═════ TEXT SECTION
Daedalus 87 was the first of the two Daedalus airplanes constructed, and it was flight tested extensively at NASA Dryden Flight Research Center in California. During flight testing, Daedalus 87 was damaged in a crash caused by spiral divergence, with the rudder not able to supply enough control authority to recover from a disturbance-initiated right turn. The aircraft suffered damage to the right wing, fuselage, and propeller. Daedalus 87 was repaired and returned to service to act as a backup airplane to Daedalus 88.

Daedalus 87 was on display in the lobby at the Museum of Science, Boston, until 2009, and is now on display above the tram stop for Terminal B at Dulles Airport outside Washington, DC.

===Daedalus 88===
The final aircraft in the MIT Daedalus series, Daedalus 88, was used in the flight from Crete.
Pieces of Daedalus 88 are now in storage at the Smithsonian's restoration facility.

Both Daedalus aircraft were constructed with a framework of carbon fiber tubes. Airfoil shape for the wing and tail elements was maintained with a thin polystyrene foam leading edge, polystyrene ribs, and a Kevlar trailing edge. Wing skin was Mylar plastic of approximately 0.3 mil (8 μm) thickness. The bottom portion of the fuselage and majority of the pilot seat were made of Kevlar as well. Horizontal and vertical stabilizers were "all-moving" control surfaces.
══════════
═════ DATASET RECORDS
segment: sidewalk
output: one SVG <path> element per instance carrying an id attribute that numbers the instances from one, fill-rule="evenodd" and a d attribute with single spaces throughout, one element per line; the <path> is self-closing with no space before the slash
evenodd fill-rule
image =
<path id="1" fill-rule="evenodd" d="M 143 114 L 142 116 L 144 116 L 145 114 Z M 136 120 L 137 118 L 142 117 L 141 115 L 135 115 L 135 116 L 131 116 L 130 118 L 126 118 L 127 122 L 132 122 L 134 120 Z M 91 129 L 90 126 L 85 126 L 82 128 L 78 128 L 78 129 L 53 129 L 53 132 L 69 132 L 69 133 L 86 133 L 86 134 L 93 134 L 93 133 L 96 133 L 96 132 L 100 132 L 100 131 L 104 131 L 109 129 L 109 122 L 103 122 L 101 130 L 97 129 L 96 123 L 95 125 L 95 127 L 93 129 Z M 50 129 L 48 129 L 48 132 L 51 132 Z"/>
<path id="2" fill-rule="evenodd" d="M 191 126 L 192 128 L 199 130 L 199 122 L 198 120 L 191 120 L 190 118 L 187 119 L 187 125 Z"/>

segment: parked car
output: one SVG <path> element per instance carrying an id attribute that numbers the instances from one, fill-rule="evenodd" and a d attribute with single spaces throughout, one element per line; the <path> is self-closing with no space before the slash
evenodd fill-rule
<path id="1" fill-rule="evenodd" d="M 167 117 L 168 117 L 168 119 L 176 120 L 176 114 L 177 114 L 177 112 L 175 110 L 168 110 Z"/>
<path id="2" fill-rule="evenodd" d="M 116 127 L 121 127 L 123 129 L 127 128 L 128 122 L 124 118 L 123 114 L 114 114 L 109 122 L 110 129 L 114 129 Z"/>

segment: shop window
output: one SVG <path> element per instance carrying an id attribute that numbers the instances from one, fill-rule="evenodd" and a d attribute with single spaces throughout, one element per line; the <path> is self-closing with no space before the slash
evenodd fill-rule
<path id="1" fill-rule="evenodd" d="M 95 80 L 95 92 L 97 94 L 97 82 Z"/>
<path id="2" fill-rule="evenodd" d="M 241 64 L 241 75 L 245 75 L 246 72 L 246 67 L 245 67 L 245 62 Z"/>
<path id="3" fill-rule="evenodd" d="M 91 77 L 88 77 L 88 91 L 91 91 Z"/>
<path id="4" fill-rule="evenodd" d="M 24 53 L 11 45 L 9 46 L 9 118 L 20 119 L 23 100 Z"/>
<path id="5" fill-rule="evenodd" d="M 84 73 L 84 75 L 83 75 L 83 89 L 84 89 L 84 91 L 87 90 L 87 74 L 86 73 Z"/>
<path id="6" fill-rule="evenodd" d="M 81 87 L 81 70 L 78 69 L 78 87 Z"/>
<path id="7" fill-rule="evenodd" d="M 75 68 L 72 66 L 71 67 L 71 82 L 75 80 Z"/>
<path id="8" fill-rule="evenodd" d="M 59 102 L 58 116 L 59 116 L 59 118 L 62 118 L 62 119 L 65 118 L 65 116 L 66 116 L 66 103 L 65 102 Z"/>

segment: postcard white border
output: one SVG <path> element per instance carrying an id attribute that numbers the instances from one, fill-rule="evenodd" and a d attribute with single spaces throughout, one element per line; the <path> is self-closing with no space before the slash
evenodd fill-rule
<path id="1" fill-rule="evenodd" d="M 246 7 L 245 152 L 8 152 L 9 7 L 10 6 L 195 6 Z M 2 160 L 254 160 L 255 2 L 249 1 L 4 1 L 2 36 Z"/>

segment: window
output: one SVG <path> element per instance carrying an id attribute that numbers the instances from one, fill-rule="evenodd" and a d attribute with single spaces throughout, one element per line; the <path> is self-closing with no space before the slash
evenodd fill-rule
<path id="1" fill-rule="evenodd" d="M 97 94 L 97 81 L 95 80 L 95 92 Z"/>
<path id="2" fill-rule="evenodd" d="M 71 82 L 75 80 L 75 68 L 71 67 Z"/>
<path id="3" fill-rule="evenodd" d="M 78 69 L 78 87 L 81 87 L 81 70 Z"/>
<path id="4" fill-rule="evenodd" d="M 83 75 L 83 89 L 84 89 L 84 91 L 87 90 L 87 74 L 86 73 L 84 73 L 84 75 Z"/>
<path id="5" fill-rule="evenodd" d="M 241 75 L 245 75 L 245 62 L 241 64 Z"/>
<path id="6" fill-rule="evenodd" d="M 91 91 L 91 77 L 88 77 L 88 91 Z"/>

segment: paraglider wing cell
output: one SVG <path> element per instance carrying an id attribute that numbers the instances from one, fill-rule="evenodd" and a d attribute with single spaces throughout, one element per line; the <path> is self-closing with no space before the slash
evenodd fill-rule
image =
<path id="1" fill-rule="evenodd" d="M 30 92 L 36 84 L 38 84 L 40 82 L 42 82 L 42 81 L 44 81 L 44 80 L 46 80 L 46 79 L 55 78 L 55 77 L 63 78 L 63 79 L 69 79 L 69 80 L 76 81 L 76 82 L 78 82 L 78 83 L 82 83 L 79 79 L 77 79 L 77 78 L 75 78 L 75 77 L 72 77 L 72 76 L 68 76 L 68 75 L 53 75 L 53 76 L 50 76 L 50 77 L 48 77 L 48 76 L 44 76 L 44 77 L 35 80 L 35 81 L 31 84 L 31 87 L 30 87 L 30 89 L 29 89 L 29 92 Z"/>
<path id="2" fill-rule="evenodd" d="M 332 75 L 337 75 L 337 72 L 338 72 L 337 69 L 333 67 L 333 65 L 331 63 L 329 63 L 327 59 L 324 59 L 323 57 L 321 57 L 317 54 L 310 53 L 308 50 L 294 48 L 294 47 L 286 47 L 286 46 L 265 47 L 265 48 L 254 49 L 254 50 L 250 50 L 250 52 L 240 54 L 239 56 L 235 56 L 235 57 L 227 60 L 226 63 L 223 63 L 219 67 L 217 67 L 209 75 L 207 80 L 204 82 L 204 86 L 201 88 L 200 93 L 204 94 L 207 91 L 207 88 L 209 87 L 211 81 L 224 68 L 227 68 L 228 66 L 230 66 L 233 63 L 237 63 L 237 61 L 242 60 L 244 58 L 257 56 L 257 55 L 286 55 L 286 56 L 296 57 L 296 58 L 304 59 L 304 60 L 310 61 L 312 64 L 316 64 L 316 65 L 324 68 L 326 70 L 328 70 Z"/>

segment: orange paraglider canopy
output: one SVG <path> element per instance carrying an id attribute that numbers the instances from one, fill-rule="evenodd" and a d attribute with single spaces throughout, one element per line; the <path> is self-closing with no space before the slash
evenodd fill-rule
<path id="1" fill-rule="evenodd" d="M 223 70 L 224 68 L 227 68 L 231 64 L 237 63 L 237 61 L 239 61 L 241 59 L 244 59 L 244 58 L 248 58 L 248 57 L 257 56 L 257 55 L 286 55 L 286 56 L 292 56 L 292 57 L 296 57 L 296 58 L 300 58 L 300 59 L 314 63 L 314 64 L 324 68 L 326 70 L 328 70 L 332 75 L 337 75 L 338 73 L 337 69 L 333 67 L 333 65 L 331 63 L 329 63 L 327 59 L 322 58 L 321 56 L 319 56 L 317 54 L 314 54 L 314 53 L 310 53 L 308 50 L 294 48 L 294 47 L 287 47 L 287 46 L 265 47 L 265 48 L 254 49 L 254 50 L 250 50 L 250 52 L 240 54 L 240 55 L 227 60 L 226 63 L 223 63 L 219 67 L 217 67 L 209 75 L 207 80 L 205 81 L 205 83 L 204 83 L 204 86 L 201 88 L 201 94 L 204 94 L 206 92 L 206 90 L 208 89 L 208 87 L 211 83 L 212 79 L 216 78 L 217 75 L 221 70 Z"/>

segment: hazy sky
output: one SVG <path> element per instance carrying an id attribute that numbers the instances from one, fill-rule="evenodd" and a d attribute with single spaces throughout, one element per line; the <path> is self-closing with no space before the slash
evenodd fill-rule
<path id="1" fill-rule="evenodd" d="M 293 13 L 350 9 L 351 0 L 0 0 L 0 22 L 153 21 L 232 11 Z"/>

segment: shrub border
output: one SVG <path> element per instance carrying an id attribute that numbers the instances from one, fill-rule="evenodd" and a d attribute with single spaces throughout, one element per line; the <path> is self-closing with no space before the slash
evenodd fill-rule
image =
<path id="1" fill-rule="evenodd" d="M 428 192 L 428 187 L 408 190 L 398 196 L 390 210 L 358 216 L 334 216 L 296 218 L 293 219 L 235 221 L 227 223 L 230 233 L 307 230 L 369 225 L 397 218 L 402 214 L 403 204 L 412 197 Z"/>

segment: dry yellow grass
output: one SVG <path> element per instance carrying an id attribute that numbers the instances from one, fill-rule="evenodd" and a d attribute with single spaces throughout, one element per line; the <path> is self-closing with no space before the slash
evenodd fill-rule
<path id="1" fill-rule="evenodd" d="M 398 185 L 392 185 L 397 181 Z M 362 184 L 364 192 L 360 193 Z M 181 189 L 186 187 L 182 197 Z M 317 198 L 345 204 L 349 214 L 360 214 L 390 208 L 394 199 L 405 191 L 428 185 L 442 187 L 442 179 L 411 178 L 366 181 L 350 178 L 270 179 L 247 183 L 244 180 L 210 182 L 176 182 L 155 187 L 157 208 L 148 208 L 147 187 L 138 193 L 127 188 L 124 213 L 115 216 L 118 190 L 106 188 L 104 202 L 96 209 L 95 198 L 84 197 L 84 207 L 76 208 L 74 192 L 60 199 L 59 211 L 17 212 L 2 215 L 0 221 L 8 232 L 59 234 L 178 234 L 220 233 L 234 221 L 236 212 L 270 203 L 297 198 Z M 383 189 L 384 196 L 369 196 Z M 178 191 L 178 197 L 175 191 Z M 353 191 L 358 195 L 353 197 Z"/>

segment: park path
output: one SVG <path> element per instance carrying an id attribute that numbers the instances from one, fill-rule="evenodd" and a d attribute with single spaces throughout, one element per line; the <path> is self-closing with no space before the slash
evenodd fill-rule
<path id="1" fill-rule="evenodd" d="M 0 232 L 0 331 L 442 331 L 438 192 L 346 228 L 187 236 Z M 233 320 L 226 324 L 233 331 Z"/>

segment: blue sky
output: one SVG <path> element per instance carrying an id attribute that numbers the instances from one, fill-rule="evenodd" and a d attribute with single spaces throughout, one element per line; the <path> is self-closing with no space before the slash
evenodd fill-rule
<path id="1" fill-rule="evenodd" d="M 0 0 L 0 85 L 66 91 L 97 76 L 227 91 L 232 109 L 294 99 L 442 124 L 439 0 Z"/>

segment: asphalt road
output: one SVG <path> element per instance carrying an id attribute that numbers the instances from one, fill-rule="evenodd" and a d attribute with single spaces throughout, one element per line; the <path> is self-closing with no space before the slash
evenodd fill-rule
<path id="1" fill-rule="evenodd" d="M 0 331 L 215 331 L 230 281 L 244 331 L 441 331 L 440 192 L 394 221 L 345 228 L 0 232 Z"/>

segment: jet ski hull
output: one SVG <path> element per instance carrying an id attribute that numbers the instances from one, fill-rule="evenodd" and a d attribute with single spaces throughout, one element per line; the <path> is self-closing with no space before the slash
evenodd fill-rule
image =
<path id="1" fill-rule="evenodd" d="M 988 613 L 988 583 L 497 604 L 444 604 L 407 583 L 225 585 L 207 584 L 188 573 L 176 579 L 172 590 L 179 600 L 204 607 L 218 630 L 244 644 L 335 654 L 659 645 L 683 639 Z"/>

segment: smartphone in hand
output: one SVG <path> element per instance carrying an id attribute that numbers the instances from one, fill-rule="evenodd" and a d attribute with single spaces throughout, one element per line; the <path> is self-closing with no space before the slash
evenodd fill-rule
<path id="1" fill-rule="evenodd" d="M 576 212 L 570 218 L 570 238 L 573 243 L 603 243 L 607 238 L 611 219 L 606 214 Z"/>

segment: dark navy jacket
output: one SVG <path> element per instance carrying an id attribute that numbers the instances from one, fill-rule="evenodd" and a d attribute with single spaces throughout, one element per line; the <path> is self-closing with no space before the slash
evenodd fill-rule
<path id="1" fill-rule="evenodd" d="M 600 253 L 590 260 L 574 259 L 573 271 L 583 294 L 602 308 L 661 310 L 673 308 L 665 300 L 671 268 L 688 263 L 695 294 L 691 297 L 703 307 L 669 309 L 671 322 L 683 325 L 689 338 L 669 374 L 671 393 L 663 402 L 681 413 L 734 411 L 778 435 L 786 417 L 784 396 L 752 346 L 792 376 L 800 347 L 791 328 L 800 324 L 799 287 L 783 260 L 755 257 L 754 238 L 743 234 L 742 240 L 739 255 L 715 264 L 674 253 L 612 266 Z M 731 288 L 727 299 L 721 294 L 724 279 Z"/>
══════════
WORK ORDER 1 =>
In the Daedalus aircraft text, what material was used for the wing skin, and how thick was it?
WORK ORDER 2 =>
Pick up the Daedalus aircraft text after its last sentence and carry it on.
The records are separate material and have no connection to the Daedalus aircraft text.

OUTPUT 1 =>
The wing skin was Mylar plastic about 0.3 mil (8 μm) thick.

OUTPUT 2 =>
==Airfoils==
Mark Drela had recently written the program XFOIL, which enables the design of aerofoils and accurately predicts performance at a wide range of Reynolds numbers.
The wing sections never existed on paper, either as lists of numbers or as drawings. The information came out of the design program onto disc, and this guided the cutter.
The spar of the MLE (Michelob Light Eagle) was three tubes aligned vertically.

This scheme was abandoned for the final Daedalus design where the more usual single tube was used. Construction of Light Eagle took 15,000 hours work by 18 members of MIT.
The airfoils which were used are: DAE11, DAE21, DAE31, and DAE51.

==Record-setting flight==
The record-setting flight of Daedalus 88 had as pilot Olympic cyclist Kanellos Kanellopoulos of Greece. The flight began at the main airport of Iraklion, on Crete, with a horizontal launch under the pilot's own power, as governed by FAI rules. During the flight, the Daedalus flew primarily between 15 and 30 feet in altitude, and it was accompanied by several escort vessels. The speed of the flight was helped by a tailwind, but this also made a head-on landing approach to the narrow beach hazardous, especially with crowds of spectators on the sand. The pilot maneuvered the aircraft to land more into the wind and parallel with the length of the beach. As the right wing extended over the black sand beach, the heat rising from the beach lifted that wing, turning the aircraft back towards the sea. This effect prevented the pilot from getting the whole aircraft onto the beach.

The flight ended in the water (7 meters from Perissa Beach on Santorini, according to the official record), when increasing gusty winds caused a torsional failure of the tail boom. Lacking control, the airplane then pitched nose-up, and another gust caused a failure of the main wing spar. The pilot swam to shore.

The pilot used a hydration drink during flight.